(THE TASK) Format the lines of the material below as a numbered list, omitting any blank lines.

(EXCERPTED DATA)

━━━━

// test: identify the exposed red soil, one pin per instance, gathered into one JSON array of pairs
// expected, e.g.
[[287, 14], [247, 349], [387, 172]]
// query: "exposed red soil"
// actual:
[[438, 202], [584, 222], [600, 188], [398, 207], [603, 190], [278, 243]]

━━━━

(RESULT)
1. // test: identify the exposed red soil, one pin per instance, gathered into one JSON array of pairs
2. // expected, e.g.
3. [[287, 14], [247, 349], [387, 172]]
4. // query: "exposed red soil"
5. // actual:
6. [[438, 202], [584, 222], [600, 188], [398, 207], [603, 190], [278, 243]]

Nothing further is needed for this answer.